What the exercise asks -> Leave out the pictures and transcribe the rest of the records exactly.

☆ ☆ ☆

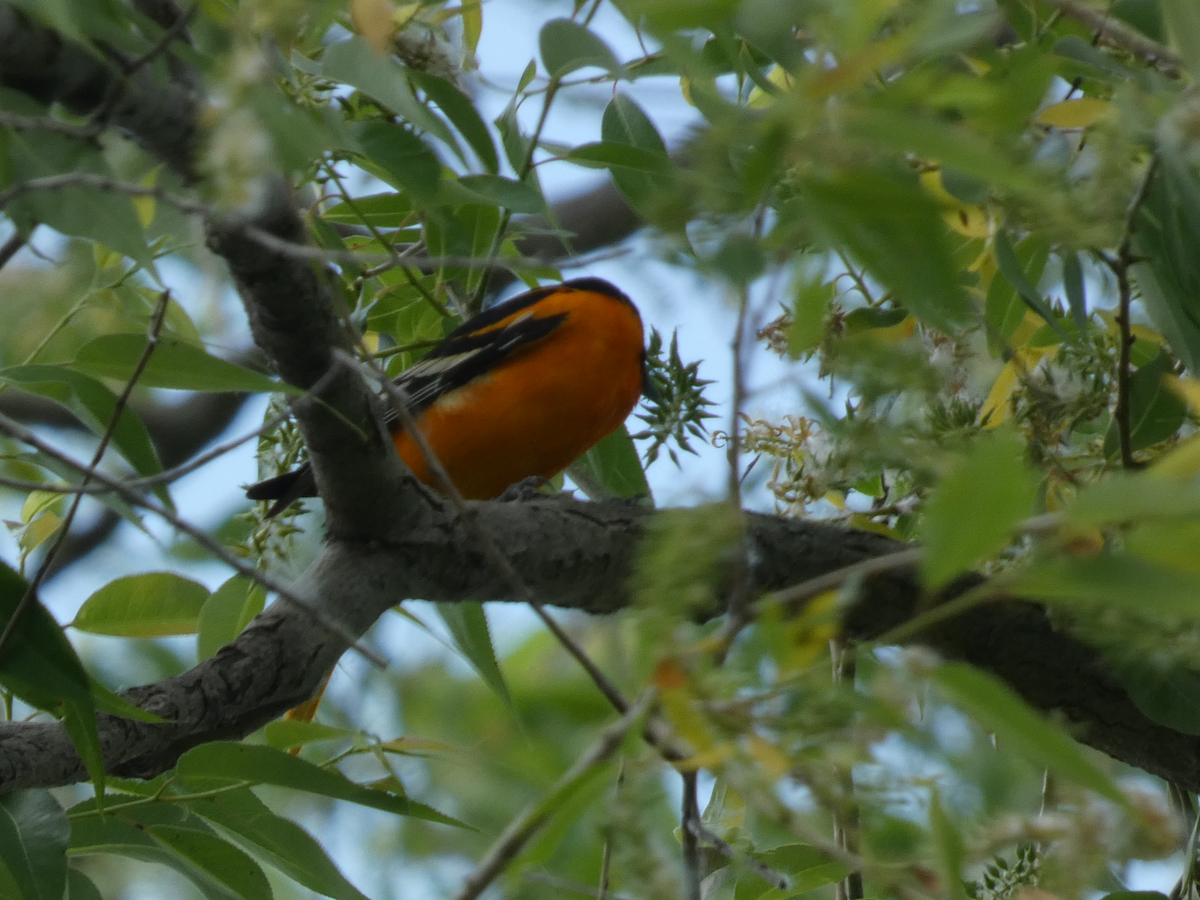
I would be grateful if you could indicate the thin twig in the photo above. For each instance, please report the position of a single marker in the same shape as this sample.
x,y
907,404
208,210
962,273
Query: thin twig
x,y
265,239
19,432
805,591
48,123
173,474
29,598
690,815
1116,34
845,820
1120,267
525,826
738,609
12,246
772,876
177,29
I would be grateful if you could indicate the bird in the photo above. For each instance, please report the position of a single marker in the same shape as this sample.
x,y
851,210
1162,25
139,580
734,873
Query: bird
x,y
519,391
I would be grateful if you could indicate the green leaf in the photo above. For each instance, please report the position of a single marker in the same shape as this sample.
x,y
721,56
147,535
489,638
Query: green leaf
x,y
226,613
462,114
39,665
103,216
948,839
897,232
1156,412
611,468
1169,543
283,844
150,605
34,833
607,154
114,705
1073,286
1170,697
807,869
517,196
287,733
173,364
385,210
1167,241
1182,21
229,762
112,834
624,123
355,64
219,859
1003,310
1011,269
567,46
402,155
79,723
1133,497
999,709
813,300
81,887
468,627
1123,582
95,405
972,513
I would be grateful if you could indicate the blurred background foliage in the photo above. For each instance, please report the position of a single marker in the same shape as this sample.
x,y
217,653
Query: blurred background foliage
x,y
973,226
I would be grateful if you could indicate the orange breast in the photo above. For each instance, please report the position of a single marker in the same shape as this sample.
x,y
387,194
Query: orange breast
x,y
543,408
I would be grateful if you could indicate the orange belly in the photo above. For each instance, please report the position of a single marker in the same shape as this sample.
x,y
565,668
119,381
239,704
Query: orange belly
x,y
541,409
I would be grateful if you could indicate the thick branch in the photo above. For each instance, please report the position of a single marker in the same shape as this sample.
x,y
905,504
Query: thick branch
x,y
577,556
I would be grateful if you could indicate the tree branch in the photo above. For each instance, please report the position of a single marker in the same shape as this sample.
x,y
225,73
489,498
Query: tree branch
x,y
577,556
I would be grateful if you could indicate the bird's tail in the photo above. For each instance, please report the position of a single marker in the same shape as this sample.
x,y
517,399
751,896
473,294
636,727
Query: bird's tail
x,y
285,489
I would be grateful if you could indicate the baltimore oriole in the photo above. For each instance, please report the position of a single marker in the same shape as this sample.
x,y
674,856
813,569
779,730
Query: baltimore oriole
x,y
521,390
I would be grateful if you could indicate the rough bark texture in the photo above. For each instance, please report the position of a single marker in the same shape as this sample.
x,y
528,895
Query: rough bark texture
x,y
389,539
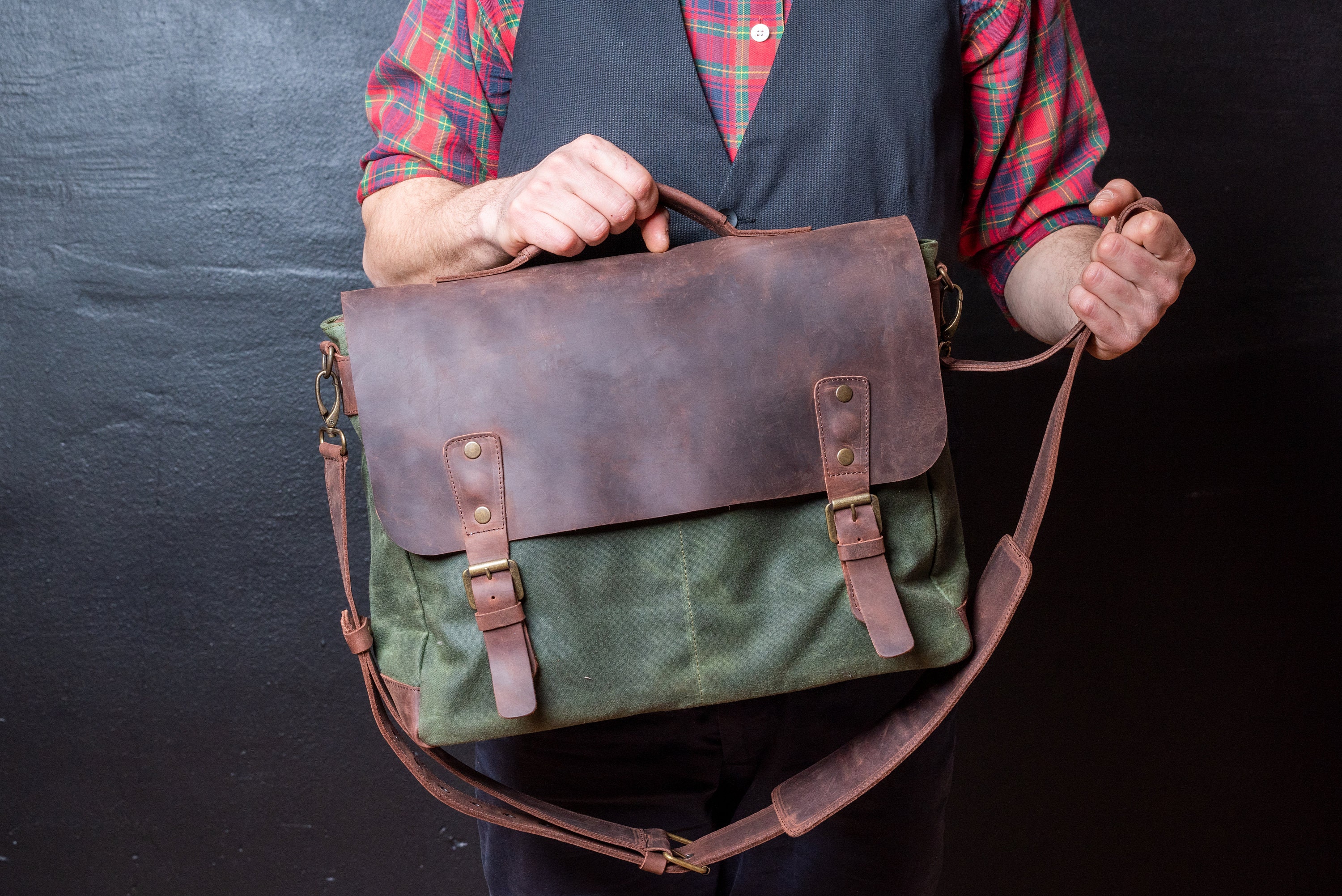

☆ ☆ ☆

Answer space ->
I would be grateful if you could indicate the thin twig in the photo above. For each instance, please report the position of a single marker in the same shape as this sample.
x,y
907,404
208,210
962,273
Query: thin twig
x,y
265,239
19,432
805,591
48,123
173,474
29,598
690,815
1116,34
845,820
1120,267
525,826
738,609
12,246
772,876
177,29
I would be grateful if you could indicate the bird in the photo above. For each instance, please report the position of a single marker in the same shape as this sample.
x,y
851,210
1162,25
139,580
734,873
Query: bird
x,y
519,391
I would be grateful if you could indicate the green leaf in the photo above. For each instance, please report the position of a single marker in the same shape as this sample.
x,y
721,56
147,535
489,638
Query: green leaf
x,y
226,613
462,114
39,665
103,216
948,839
897,232
1156,412
611,468
1169,543
283,844
150,605
34,833
607,154
114,705
1073,286
1170,697
807,869
517,196
287,733
173,364
385,210
1167,241
1182,21
229,762
112,834
624,123
355,64
219,859
1003,310
1011,269
567,46
402,155
79,723
1133,497
999,709
813,300
81,887
468,627
1123,582
95,405
972,513
I would be grateful if you could indicate the blurred background foliage in the photo above. For each instance, please report the position of a single marker in the same shape as this sample.
x,y
217,653
Query: blurred background foliage
x,y
973,226
I would be grateful if you could indicate the orange breast in the photo above. For each instance, please report the position of a single marker in the same shape as this sample.
x,y
387,194
Query: orange breast
x,y
543,408
I would be grateful if you could indicate the orange belly in the photo above. For each instance, please report the position of a single marker in the same shape as this sample.
x,y
565,668
119,381
239,704
Query: orange belly
x,y
541,409
I would be grateful if you could indicate the thick branch in the photo above. For each instance, please report the position of a single marker in the same shape as this sample.
x,y
905,504
Query: thick branch
x,y
577,556
I would be grateful if you could indicate the tree branch in the photo above. For each instance, please report the position of a single marker in the same shape as this sample.
x,y
225,73
489,498
Query: tree branch
x,y
577,556
I would be grateful if you could indicate the bird's tail in the photo above. For each instance, please report the position of a single marker in the same shape as this sample.
x,y
517,399
751,896
473,294
636,727
Query: bird's tail
x,y
285,489
I would be grateful if you could indicate the baltimore oriole in the photo above. For each instance, please report the position of a single marker in the same shape as this sample.
x,y
674,856
813,569
779,730
Query: baltimore oriole
x,y
521,390
I would be grateful if you could indicate the rough bark texture in the photo above. For each instance, please report the position of a single marker in the same shape as this sample.
x,y
528,895
Query: rough bark texture
x,y
389,539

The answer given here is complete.